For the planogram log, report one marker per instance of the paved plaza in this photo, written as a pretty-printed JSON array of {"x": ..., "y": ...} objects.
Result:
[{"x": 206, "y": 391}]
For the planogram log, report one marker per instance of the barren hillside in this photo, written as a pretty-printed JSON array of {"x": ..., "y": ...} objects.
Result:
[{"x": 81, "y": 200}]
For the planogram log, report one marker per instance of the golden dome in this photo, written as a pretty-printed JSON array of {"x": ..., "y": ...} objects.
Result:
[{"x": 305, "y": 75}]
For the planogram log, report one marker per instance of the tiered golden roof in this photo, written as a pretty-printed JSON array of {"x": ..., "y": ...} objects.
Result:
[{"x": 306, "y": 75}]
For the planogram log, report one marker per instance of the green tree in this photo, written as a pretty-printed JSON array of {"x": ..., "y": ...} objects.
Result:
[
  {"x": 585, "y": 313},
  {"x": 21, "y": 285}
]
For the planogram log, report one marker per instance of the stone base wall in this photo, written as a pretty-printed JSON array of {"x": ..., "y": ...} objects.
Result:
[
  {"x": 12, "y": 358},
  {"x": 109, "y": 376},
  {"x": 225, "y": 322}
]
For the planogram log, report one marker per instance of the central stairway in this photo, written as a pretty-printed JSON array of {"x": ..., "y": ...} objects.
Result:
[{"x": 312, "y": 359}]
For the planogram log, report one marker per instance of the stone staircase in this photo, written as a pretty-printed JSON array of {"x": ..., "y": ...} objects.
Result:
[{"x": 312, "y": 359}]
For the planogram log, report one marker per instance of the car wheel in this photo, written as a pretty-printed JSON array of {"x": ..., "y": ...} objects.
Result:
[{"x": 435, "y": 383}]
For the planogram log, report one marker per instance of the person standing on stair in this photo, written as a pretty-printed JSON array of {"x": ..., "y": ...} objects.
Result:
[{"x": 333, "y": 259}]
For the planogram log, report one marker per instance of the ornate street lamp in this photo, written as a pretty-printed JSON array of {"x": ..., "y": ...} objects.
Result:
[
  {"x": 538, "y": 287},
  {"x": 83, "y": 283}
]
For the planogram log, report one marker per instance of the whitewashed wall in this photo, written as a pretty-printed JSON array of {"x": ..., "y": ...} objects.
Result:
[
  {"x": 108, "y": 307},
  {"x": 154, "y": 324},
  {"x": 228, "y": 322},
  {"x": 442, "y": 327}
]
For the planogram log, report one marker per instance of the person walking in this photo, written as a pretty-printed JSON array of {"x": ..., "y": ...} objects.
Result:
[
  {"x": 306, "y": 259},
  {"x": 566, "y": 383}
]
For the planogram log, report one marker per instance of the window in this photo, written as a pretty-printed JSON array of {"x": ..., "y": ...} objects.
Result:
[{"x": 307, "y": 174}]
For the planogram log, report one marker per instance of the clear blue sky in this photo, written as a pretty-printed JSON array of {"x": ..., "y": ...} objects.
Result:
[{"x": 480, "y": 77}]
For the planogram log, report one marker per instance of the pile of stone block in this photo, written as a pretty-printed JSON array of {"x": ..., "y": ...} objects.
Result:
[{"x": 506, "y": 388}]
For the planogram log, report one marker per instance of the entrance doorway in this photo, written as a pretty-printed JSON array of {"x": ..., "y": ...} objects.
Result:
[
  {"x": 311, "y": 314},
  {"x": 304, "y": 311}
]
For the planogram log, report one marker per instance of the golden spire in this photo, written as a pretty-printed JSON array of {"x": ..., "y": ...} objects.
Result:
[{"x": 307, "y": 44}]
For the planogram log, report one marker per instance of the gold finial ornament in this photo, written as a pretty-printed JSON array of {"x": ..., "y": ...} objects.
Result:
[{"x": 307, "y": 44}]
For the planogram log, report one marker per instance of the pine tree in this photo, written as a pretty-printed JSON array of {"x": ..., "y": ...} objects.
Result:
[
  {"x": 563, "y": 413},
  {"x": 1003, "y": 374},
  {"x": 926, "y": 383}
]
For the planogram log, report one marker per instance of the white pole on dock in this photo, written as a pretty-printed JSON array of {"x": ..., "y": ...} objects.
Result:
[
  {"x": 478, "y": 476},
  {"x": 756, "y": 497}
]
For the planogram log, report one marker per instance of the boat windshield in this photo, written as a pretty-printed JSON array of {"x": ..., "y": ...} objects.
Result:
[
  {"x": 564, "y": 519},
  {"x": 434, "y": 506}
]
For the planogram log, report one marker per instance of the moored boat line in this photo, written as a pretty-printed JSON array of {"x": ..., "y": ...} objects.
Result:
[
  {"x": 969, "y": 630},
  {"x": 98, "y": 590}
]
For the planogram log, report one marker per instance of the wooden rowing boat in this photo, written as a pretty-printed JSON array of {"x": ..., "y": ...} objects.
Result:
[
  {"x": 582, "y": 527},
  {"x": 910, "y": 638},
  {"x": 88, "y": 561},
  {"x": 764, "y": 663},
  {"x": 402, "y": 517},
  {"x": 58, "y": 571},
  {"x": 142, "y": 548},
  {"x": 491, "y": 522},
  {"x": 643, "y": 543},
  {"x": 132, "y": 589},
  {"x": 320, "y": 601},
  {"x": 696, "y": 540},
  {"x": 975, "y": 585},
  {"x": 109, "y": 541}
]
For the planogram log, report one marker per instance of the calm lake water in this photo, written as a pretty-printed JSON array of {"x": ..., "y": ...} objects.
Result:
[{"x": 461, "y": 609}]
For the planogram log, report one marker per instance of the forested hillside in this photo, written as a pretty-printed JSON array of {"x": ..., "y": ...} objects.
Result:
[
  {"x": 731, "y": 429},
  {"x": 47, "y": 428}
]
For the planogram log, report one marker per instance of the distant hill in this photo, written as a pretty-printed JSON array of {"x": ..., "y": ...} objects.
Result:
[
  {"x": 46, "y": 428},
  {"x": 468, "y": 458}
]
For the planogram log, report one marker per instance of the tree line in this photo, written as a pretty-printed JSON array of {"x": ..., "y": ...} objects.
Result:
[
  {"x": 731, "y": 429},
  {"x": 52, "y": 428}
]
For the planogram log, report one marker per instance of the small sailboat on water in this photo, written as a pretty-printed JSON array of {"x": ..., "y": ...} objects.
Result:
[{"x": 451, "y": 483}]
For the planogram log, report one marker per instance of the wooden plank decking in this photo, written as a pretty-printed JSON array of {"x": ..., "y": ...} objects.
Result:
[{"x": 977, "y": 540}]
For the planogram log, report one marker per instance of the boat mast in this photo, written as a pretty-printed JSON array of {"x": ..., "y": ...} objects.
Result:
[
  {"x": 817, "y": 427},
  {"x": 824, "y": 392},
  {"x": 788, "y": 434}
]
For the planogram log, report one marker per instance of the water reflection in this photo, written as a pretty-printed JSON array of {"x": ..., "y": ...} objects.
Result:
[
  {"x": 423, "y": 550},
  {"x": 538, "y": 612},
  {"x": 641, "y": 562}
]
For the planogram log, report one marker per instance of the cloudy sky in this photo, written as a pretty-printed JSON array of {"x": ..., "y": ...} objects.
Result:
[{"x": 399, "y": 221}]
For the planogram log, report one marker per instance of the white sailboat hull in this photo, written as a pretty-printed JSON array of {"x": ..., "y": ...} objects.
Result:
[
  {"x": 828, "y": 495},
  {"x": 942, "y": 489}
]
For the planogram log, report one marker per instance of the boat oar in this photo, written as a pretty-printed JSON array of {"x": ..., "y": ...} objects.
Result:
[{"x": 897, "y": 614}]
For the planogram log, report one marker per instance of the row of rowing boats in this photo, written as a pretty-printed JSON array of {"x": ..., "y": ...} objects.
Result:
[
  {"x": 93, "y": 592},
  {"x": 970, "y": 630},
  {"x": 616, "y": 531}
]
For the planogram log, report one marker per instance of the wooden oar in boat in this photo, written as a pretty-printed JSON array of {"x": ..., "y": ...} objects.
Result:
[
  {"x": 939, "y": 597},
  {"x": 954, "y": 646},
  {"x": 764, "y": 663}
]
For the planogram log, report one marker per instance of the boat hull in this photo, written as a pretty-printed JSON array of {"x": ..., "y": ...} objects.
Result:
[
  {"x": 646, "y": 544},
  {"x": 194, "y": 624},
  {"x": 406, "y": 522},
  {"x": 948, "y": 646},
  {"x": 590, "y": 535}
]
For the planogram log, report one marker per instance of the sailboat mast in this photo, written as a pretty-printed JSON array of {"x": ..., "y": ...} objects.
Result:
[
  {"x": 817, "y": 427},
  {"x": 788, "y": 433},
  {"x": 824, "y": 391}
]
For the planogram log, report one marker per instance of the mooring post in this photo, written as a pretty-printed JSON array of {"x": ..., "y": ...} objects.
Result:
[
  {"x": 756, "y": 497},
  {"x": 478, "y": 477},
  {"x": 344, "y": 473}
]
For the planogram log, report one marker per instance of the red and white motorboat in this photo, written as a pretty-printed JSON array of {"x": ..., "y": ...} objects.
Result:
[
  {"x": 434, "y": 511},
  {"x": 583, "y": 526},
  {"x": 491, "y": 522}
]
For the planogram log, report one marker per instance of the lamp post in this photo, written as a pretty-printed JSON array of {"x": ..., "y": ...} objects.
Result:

^^^^^^^^^^^^^^^^

» Instructions for the task
Scan the records above for the word "water" and return every line where it occurs.

» Output for this task
For the planogram log, report one marker per instance of the calm lake water in this photo, written as a pretty-printed JSON array of {"x": ..., "y": ...} objects.
For the planogram log, report one marker per instance of the small sailboat on water in this photo, written as a pretty-printed JSON array of {"x": ..., "y": ...} objects.
For the planogram log, report one marker per instance of the water reflection in this photo, written as a pretty-printed JSON array of {"x": ..., "y": ...} objects.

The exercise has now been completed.